An exact copy of the lines from the one containing "Class: tree trunk" through the end of the material is all that is wanted; transcribe only those.

[DATA — start]

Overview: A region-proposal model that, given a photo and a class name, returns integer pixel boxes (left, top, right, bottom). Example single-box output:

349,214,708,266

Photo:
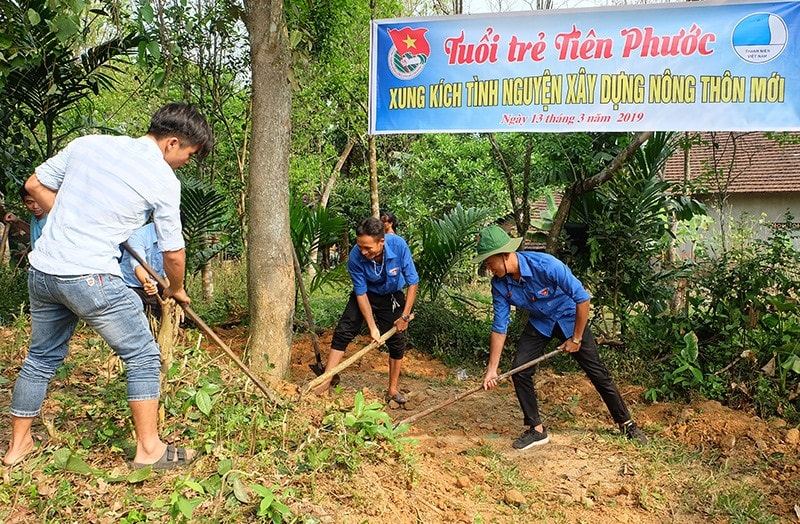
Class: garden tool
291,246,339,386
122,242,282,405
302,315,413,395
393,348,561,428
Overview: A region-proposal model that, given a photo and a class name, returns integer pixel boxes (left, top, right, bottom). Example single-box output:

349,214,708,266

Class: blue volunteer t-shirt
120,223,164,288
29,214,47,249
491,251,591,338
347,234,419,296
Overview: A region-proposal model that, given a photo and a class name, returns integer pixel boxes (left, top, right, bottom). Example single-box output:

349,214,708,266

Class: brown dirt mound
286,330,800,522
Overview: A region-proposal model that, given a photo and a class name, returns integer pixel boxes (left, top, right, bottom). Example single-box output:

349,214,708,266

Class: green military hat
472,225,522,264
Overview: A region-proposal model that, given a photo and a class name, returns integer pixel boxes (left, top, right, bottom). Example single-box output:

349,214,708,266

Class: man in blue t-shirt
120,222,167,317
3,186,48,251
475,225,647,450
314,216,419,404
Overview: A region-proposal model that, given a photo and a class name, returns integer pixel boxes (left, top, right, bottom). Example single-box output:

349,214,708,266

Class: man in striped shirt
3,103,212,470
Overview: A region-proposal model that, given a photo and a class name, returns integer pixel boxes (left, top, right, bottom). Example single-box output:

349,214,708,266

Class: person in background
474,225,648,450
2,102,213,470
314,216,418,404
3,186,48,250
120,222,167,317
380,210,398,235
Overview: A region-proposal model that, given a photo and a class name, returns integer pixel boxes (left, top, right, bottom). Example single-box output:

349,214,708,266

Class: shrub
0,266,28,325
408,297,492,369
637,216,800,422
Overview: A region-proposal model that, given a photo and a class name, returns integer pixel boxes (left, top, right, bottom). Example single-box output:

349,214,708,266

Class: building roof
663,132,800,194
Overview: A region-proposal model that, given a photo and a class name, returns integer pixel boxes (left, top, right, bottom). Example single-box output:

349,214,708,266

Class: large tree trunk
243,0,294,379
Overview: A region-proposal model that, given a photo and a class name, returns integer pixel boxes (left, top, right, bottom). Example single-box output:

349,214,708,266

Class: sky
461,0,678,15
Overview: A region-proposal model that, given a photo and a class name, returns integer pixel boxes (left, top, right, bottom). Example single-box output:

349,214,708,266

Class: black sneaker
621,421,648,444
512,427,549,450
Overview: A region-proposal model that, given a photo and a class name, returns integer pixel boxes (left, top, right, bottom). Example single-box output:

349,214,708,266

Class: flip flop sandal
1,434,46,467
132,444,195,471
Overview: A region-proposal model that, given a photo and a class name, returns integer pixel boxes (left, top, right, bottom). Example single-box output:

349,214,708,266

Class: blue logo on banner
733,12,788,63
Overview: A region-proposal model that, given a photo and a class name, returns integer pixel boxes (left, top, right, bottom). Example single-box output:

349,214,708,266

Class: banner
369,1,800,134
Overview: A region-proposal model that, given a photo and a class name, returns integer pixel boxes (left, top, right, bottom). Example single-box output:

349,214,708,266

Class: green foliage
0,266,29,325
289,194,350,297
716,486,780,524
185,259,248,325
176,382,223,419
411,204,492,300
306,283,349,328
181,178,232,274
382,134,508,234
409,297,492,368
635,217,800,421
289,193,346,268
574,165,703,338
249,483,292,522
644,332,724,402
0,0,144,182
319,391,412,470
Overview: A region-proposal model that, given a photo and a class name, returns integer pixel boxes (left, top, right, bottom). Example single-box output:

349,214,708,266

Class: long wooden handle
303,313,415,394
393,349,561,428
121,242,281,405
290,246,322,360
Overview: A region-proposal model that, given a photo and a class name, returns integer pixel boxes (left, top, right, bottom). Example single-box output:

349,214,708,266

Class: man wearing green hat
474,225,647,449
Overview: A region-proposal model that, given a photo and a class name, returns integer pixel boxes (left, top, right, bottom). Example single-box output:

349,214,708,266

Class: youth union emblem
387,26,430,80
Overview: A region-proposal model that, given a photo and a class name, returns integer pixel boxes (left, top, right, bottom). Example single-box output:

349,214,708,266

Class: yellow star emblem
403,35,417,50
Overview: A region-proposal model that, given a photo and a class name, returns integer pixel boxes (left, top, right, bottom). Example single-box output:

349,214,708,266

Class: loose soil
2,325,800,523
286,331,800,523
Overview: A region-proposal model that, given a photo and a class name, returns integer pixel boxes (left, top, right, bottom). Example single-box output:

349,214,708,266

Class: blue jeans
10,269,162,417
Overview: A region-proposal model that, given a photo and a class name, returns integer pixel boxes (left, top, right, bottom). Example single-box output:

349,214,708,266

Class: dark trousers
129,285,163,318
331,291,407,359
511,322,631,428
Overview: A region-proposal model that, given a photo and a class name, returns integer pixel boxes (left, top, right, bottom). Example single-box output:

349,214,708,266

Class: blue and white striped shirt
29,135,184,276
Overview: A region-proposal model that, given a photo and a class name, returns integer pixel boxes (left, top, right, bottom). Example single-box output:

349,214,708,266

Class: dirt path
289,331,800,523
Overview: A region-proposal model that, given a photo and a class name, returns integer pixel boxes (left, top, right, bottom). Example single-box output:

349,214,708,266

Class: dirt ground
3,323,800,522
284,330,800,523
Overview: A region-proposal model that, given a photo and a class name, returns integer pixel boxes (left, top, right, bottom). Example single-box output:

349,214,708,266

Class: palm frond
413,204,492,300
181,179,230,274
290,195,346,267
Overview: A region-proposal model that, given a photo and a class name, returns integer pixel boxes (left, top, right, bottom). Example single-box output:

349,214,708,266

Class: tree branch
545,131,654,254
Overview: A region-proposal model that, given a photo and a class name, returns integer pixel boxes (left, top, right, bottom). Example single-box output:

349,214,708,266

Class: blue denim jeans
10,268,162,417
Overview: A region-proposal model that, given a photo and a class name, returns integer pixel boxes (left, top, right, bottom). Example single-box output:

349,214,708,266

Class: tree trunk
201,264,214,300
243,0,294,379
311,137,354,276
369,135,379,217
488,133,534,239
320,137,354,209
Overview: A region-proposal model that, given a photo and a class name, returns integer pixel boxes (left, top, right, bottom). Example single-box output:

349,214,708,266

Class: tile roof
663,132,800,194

[DATA — finish]

RESULT FOR THIS EXERCISE:
Class: tree trunk
201,264,214,300
243,0,294,379
311,137,354,276
369,135,379,217
488,133,534,239
320,137,354,209
Overview: A region-proposal model that, given a photo and a class name, returns integer pixel boxes (left, top, right, bottom). Example single-box output:

349,214,708,266

Class: tile roof
663,132,800,194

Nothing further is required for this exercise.